__Data excerpts__

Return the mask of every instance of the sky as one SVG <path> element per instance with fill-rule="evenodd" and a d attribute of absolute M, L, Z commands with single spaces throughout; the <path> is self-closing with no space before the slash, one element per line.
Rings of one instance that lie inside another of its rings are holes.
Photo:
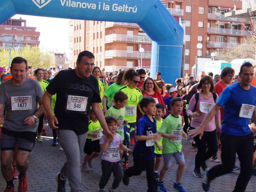
<path fill-rule="evenodd" d="M 16 15 L 11 18 L 21 17 L 27 20 L 27 27 L 36 27 L 36 31 L 40 32 L 39 47 L 69 53 L 68 32 L 72 27 L 68 26 L 68 19 L 22 15 Z"/>

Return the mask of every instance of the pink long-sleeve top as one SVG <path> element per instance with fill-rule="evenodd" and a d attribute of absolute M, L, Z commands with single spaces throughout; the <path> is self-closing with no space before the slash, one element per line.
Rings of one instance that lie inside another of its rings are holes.
<path fill-rule="evenodd" d="M 188 117 L 190 116 L 190 114 L 193 113 L 193 111 L 194 109 L 195 105 L 196 105 L 196 97 L 195 94 L 194 94 L 190 102 L 188 107 L 187 109 L 187 114 Z M 217 95 L 217 97 L 216 98 L 216 101 L 217 101 L 219 98 L 219 96 Z M 191 126 L 194 128 L 197 128 L 203 122 L 207 115 L 207 113 L 204 113 L 201 112 L 200 110 L 200 102 L 204 102 L 208 103 L 212 103 L 214 106 L 215 102 L 213 98 L 213 96 L 212 95 L 209 98 L 207 99 L 204 98 L 201 94 L 199 94 L 199 98 L 197 104 L 197 105 L 196 108 L 196 111 L 199 113 L 200 115 L 198 117 L 195 117 L 193 118 L 191 122 Z M 202 103 L 201 103 L 202 105 Z M 215 116 L 215 118 L 218 119 L 220 118 L 220 112 L 219 110 Z M 215 119 L 214 118 L 212 119 L 209 122 L 206 126 L 204 128 L 204 131 L 212 131 L 216 129 L 216 125 L 215 124 Z"/>

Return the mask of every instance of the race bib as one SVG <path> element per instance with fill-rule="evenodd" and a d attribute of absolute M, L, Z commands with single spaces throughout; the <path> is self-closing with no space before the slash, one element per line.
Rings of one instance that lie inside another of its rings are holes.
<path fill-rule="evenodd" d="M 126 116 L 133 116 L 136 114 L 136 106 L 126 106 Z"/>
<path fill-rule="evenodd" d="M 117 131 L 123 131 L 123 121 L 118 121 L 121 123 L 121 125 L 117 128 Z"/>
<path fill-rule="evenodd" d="M 32 97 L 21 96 L 11 97 L 12 111 L 32 109 Z"/>
<path fill-rule="evenodd" d="M 255 106 L 254 105 L 242 104 L 240 109 L 239 117 L 251 119 L 255 107 Z"/>
<path fill-rule="evenodd" d="M 69 95 L 68 97 L 66 109 L 76 111 L 86 111 L 87 106 L 88 97 Z"/>
<path fill-rule="evenodd" d="M 106 159 L 111 160 L 120 160 L 119 147 L 109 147 L 107 149 Z"/>
<path fill-rule="evenodd" d="M 176 139 L 170 139 L 170 141 L 173 143 L 178 143 L 182 141 L 182 130 L 172 130 L 171 135 L 176 135 Z"/>
<path fill-rule="evenodd" d="M 208 113 L 213 106 L 212 103 L 202 101 L 199 103 L 199 109 L 201 112 L 204 113 Z"/>
<path fill-rule="evenodd" d="M 91 133 L 97 134 L 97 137 L 96 138 L 94 137 L 91 137 L 92 141 L 99 139 L 101 138 L 101 137 L 102 137 L 103 135 L 103 134 L 102 134 L 102 130 L 101 130 L 101 129 L 99 129 L 97 130 L 91 131 Z"/>

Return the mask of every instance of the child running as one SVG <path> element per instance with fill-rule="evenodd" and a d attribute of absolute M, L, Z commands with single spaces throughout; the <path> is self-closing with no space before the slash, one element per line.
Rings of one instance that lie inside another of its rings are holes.
<path fill-rule="evenodd" d="M 107 138 L 104 135 L 101 139 L 101 150 L 104 151 L 101 161 L 102 174 L 99 183 L 99 192 L 105 192 L 104 189 L 112 172 L 114 179 L 110 192 L 117 192 L 116 190 L 122 179 L 122 170 L 119 163 L 120 160 L 119 149 L 132 153 L 132 151 L 122 144 L 121 136 L 116 133 L 117 127 L 117 120 L 113 117 L 108 116 L 105 118 L 108 128 L 114 135 L 114 138 Z"/>
<path fill-rule="evenodd" d="M 158 188 L 160 192 L 167 191 L 164 185 L 164 177 L 171 166 L 171 159 L 173 156 L 178 165 L 176 182 L 174 187 L 179 192 L 186 192 L 180 183 L 185 166 L 185 160 L 182 152 L 182 136 L 187 139 L 187 134 L 182 130 L 182 118 L 180 115 L 182 111 L 183 101 L 180 97 L 173 98 L 171 101 L 171 113 L 165 119 L 158 130 L 164 138 L 162 143 L 164 166 L 160 171 Z"/>
<path fill-rule="evenodd" d="M 156 105 L 156 113 L 155 118 L 156 120 L 156 130 L 158 130 L 162 123 L 164 119 L 162 118 L 162 116 L 164 111 L 164 106 L 161 103 L 158 103 Z M 155 144 L 155 154 L 156 156 L 156 162 L 155 164 L 155 169 L 154 170 L 154 175 L 155 175 L 155 179 L 156 180 L 159 179 L 159 174 L 158 174 L 158 170 L 162 162 L 162 153 L 161 149 L 162 149 L 162 142 L 163 138 L 161 137 L 160 140 L 158 142 L 159 145 L 161 146 L 160 149 L 156 144 Z"/>
<path fill-rule="evenodd" d="M 127 95 L 123 91 L 119 91 L 114 94 L 113 98 L 115 104 L 108 110 L 105 114 L 105 116 L 113 116 L 117 120 L 118 127 L 117 128 L 117 133 L 121 135 L 123 144 L 126 146 L 124 142 L 124 124 L 128 124 L 128 121 L 124 120 L 126 112 L 124 107 L 126 105 L 128 97 Z M 128 148 L 129 142 L 126 143 L 127 146 L 126 146 Z M 125 165 L 126 163 L 128 164 L 128 156 L 126 152 L 121 150 L 120 155 L 123 157 L 123 165 Z"/>
<path fill-rule="evenodd" d="M 84 152 L 86 154 L 84 159 L 84 162 L 81 164 L 82 171 L 88 172 L 87 162 L 90 168 L 92 168 L 92 159 L 100 154 L 100 140 L 102 136 L 101 126 L 96 117 L 92 108 L 91 109 L 89 122 L 88 134 L 85 145 Z"/>
<path fill-rule="evenodd" d="M 123 182 L 125 185 L 129 183 L 129 177 L 140 175 L 146 170 L 148 192 L 156 192 L 157 184 L 154 176 L 155 140 L 160 139 L 157 134 L 156 122 L 153 117 L 156 112 L 156 102 L 151 97 L 143 98 L 139 105 L 145 114 L 137 124 L 136 142 L 133 150 L 133 166 L 124 171 Z"/>

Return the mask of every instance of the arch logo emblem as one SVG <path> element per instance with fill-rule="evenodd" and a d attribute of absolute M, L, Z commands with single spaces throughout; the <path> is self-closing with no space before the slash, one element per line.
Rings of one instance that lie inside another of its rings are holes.
<path fill-rule="evenodd" d="M 50 2 L 52 0 L 32 0 L 39 9 L 43 7 Z"/>

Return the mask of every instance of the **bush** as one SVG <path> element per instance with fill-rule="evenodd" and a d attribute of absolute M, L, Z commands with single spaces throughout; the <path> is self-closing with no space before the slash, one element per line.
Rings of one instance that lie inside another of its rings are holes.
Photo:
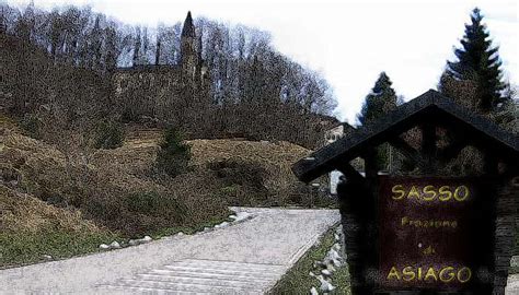
<path fill-rule="evenodd" d="M 95 149 L 116 149 L 123 146 L 125 130 L 117 122 L 101 122 L 96 128 Z"/>
<path fill-rule="evenodd" d="M 191 145 L 183 142 L 182 135 L 175 129 L 168 128 L 157 154 L 159 170 L 175 177 L 187 170 L 189 160 Z"/>
<path fill-rule="evenodd" d="M 161 216 L 162 214 L 181 213 L 183 210 L 175 198 L 159 194 L 154 191 L 128 194 L 125 199 L 130 212 Z M 182 216 L 180 216 L 182 217 Z M 178 219 L 181 222 L 182 219 Z"/>

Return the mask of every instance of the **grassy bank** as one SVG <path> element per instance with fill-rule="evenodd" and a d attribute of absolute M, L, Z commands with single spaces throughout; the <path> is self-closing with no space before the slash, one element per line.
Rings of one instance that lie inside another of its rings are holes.
<path fill-rule="evenodd" d="M 314 261 L 322 261 L 326 252 L 335 244 L 335 227 L 328 229 L 310 250 L 301 257 L 298 262 L 277 282 L 269 294 L 309 294 L 312 286 L 319 291 L 321 283 L 318 279 L 310 276 L 310 272 L 319 274 L 313 267 Z M 332 284 L 336 287 L 332 294 L 350 294 L 349 274 L 347 266 L 337 268 L 333 273 Z"/>

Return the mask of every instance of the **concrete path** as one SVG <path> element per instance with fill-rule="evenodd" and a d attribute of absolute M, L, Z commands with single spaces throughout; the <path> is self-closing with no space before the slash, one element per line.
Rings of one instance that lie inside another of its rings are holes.
<path fill-rule="evenodd" d="M 506 295 L 519 295 L 519 274 L 508 276 Z"/>
<path fill-rule="evenodd" d="M 253 219 L 193 236 L 0 271 L 0 293 L 262 294 L 331 225 L 336 210 L 235 209 Z"/>

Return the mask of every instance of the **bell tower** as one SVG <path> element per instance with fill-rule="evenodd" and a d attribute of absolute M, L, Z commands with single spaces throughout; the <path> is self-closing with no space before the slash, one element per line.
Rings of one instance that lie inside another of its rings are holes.
<path fill-rule="evenodd" d="M 199 56 L 197 51 L 195 25 L 193 24 L 193 17 L 191 16 L 189 11 L 187 12 L 186 20 L 184 21 L 181 35 L 181 67 L 183 74 L 191 79 L 195 79 L 199 63 Z"/>

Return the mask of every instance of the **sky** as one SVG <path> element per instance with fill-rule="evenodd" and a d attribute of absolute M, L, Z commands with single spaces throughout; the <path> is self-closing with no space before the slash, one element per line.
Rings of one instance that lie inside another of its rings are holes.
<path fill-rule="evenodd" d="M 5 1 L 5 0 L 0 0 Z M 28 0 L 7 0 L 25 7 Z M 128 24 L 205 16 L 267 31 L 274 46 L 320 72 L 337 98 L 335 115 L 356 122 L 364 98 L 385 71 L 404 101 L 436 88 L 447 60 L 454 60 L 470 12 L 478 7 L 499 46 L 504 79 L 519 85 L 517 0 L 34 0 L 56 5 L 91 5 Z"/>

__Stated task__
Reproduce the items word for word from the very beginning through the line that contains "16 15 L 11 18", leaving out the picture.

__Output for this task__
Return the mask of every instance of the sky as one SVG <path> element per instance with fill-rule="evenodd" and a d attribute of absolute M, L, Z commands with single spaces throughout; the <path> is self-closing with no space before the slash, one element per line.
Rings of one instance that lie inside another of its rings are holes.
Photo:
<path fill-rule="evenodd" d="M 16 15 L 11 18 L 21 17 L 27 20 L 27 27 L 36 27 L 36 31 L 40 32 L 39 47 L 69 53 L 68 32 L 72 27 L 68 26 L 68 19 L 22 15 Z"/>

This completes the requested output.